A senior lecturer at the University of the West of England, Bristol, Gunter Walzenbach noted that the events around the Vilnius summit and the continuing uncertainty around the future shape of the Eastern Partnership will have raised awareness among EU decision makers not just for the security concerns of individual countries, but also for the strategic foreign policy orientations of Russia.

“In this context further progress or deterioration of EU-Russia relations will also have repercussions for “frozen conflicts” such as the one in Nagorno-Karabakh. While measures for successful conflict resolution were also part of the drafting and negotiation process of the new association agreements, it remains doubtful whether the EU foreign policy process can now produce an approach towards conflict resolution that is more coherent and consistent than previous efforts”, he said.

Walzenbach added that the instruments in the hand of the newly established European External Action Service (EEAS) are limited and the EU motto of ‘more for more’ is no convincing replacement for stronger forms of economic and political conditionality.

However, from the expert’s point of view, this is not to say that previous efforts and EU involvement in the Nagorno-Karabakh issue did not proceed on the right track.

“In principle, the EU’s soft power image, concrete action in terms of civil society engagement on both sides and a strengthened role for the Union’s Special Representative can surely help in the long run to build credibility as well as the necessary expertise to become the neutral mediator and honest broker so much needed in the Southern Caucasus”, Gunter Walzenbach emphasized. Yet, formally, he noted, all the main responsibility still rests with the OSCE Minsk Group, and disagreement will continue as to whether France is an adequate proxy for the EU as a whole within this forum. 

The expert believes that whatever type of specific solution might eventually be championed by the negotiating parties in the case of Nagorno-Karabakh, it will have profound repercussion for other ‘frozen’ conflicts in the same or related regional settings.

“Yet a combined or integrated approach in relation to conflict resolution in the cases of South Ossetia, Abkhazia, and Transnistria, is of an order to tall for current EU diplomacy. In this constellation, perhaps, more has to be expected from the political leadership of both Azerbaijan and Armenia. Further meetings at presidential level have been confirmed and sound promising, to say the least”, he noted, adding that, in part, though, these are a reflection of the degree of relative stability both leaders enjoy in their respective political system. 

While there are no convincing arguments to be found that recurrent skirmishes and power gestures turn into a ‘hot conflict’, according to Gunter Walzenbach, genuine conflict resolution seems equally remote.

“In the current state of affairs negotiation teams, diplomats and decision-makers may have not much choice but look out for new windows of opportunities coming along with broader changes in Russia’s relations with the West” emphasized the expert.

● Exercise:
Please copy the passage on the EU and Nagorno-Karabakh word for word, starting at "The expert believes" and ending at "respective political system.".

● Extracted material:

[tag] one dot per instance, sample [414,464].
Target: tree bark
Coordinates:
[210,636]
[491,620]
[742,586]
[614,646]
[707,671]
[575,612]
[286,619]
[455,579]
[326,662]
---
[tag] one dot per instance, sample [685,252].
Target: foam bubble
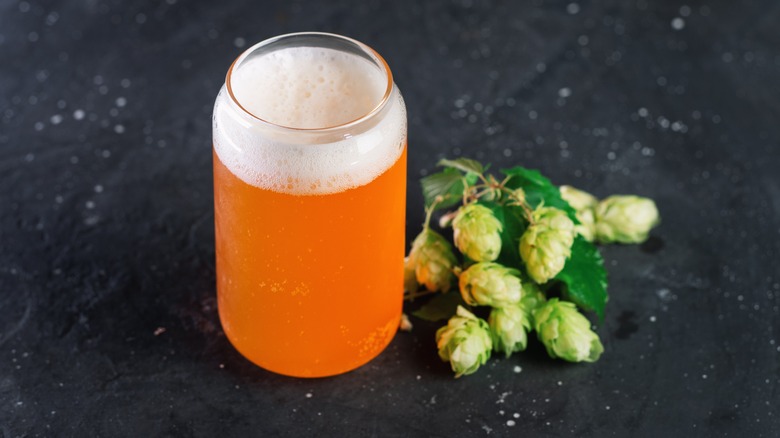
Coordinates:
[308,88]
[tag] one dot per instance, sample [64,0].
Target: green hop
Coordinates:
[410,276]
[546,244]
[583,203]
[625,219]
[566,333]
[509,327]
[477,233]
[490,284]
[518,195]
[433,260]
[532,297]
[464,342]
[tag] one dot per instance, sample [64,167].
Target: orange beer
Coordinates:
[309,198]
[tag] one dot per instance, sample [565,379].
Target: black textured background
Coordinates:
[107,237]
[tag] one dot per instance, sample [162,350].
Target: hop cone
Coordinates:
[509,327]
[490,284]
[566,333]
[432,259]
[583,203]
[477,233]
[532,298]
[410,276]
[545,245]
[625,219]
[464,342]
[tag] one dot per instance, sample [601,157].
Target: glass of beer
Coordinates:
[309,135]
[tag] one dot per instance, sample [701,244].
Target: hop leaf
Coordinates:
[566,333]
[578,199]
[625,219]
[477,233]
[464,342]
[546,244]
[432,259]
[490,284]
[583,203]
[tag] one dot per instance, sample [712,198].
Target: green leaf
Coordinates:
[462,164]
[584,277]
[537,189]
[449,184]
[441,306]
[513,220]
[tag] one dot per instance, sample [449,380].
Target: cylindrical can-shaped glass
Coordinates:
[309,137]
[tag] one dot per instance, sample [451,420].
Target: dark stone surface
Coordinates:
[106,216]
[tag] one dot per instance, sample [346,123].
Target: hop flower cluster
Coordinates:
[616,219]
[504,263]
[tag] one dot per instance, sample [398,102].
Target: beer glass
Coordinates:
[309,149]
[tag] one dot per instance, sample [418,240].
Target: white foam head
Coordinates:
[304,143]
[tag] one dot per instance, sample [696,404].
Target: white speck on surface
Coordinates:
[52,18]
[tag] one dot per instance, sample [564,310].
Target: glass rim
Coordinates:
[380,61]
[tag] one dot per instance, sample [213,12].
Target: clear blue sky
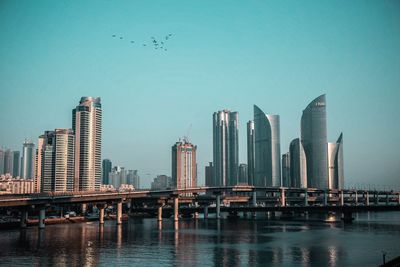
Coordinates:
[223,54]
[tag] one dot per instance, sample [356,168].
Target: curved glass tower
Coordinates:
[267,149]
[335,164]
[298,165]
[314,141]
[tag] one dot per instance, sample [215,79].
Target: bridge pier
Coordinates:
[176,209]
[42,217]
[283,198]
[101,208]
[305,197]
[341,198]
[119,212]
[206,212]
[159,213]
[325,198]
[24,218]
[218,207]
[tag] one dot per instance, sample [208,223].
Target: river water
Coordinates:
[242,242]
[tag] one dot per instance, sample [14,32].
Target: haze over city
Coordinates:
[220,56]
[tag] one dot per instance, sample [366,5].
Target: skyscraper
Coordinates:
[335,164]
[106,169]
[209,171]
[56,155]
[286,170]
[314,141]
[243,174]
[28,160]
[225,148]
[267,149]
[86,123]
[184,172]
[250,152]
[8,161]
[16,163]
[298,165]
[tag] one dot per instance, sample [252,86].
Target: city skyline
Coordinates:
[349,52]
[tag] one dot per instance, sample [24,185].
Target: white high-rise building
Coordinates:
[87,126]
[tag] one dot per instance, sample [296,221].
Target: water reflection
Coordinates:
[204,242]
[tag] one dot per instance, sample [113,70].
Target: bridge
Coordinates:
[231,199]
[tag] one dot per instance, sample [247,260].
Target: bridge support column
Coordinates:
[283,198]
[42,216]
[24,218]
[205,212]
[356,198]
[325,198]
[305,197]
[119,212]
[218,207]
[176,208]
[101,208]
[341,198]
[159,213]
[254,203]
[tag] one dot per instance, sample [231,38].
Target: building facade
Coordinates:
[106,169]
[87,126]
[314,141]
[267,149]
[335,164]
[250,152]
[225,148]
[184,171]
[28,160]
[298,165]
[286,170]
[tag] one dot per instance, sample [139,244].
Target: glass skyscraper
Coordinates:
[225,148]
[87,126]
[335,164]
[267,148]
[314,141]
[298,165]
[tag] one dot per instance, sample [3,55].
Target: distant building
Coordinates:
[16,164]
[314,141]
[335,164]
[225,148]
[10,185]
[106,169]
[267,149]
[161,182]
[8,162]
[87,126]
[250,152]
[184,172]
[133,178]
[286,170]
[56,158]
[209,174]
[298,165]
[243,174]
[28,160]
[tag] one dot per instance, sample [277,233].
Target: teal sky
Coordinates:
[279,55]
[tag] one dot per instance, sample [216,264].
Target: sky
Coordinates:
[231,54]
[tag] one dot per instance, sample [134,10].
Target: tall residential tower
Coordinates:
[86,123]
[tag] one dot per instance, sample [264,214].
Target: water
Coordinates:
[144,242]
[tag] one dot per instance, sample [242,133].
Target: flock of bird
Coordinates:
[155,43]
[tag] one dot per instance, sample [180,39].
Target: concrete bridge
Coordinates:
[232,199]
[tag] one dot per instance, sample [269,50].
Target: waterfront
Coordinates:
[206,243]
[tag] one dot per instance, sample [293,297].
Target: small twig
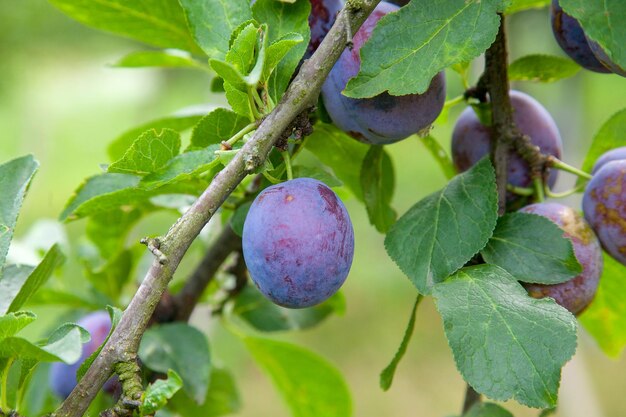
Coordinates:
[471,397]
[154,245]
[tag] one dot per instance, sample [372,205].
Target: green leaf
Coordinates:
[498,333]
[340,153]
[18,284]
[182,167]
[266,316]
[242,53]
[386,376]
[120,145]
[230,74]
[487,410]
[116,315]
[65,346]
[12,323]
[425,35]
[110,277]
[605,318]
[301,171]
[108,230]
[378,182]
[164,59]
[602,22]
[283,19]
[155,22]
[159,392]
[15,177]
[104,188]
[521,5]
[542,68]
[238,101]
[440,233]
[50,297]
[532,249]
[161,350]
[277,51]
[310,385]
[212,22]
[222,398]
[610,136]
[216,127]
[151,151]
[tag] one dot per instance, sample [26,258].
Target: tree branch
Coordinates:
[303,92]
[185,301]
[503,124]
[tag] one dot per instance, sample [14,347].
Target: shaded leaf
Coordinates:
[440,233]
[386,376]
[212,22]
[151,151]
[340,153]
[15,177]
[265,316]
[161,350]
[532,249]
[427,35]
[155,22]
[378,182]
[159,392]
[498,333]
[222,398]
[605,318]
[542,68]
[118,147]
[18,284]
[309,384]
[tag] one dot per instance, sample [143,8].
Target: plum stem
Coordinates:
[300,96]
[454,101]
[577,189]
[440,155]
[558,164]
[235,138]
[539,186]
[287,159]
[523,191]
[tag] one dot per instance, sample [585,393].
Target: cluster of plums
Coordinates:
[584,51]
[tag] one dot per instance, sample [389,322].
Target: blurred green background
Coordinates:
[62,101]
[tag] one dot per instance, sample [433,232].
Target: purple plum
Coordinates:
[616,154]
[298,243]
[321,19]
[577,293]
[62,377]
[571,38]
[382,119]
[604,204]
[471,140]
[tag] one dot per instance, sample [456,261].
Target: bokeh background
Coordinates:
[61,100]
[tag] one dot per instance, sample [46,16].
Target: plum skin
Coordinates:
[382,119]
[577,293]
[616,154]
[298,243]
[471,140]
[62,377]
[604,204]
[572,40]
==
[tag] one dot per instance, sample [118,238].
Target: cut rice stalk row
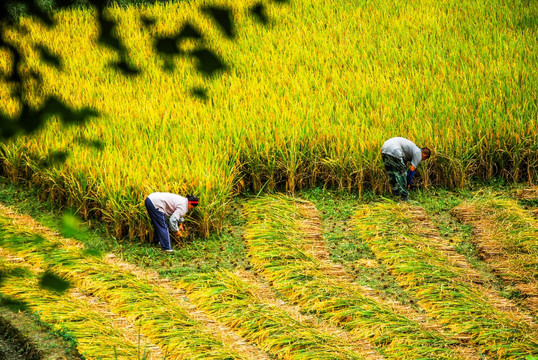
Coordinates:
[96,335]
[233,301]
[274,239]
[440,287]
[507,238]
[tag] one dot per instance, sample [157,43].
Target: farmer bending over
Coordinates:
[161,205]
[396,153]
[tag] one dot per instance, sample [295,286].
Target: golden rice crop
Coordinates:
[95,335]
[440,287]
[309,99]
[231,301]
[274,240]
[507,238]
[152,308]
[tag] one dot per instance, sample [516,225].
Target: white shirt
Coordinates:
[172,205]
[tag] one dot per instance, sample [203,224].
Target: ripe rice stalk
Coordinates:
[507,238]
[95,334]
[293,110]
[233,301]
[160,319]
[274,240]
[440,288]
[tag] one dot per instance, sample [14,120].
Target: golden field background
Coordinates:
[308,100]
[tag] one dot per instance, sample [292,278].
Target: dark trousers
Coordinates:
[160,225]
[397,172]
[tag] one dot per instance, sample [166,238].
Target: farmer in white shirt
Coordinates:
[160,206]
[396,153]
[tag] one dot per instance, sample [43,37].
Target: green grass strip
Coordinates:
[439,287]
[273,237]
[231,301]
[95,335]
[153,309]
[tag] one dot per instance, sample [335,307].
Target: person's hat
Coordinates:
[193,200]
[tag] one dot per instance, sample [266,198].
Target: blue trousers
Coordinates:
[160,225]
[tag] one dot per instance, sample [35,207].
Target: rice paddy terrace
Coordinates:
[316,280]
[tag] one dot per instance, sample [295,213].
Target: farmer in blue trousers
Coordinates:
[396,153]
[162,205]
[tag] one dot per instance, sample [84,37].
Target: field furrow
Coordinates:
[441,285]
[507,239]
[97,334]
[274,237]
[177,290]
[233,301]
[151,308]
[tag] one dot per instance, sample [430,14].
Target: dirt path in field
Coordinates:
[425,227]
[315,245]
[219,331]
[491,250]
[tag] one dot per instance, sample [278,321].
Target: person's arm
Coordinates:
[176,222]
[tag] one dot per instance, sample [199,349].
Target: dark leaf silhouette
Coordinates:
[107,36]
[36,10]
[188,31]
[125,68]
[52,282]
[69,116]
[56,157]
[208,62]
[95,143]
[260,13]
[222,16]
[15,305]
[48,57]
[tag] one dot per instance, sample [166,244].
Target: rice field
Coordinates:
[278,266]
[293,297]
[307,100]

● Exercise result:
The expert believes that whatever type of specific solution might eventually be championed by the negotiating parties in the case of Nagorno-Karabakh, it will have profound repercussion for other ‘frozen’ conflicts in the same or related regional settings.

“Yet a combined or integrated approach in relation to conflict resolution in the cases of South Ossetia, Abkhazia, and Transnistria, is of an order to tall for current EU diplomacy. In this constellation, perhaps, more has to be expected from the political leadership of both Azerbaijan and Armenia. Further meetings at presidential level have been confirmed and sound promising, to say the least”, he noted, adding that, in part, though, these are a reflection of the degree of relative stability both leaders enjoy in their respective political system.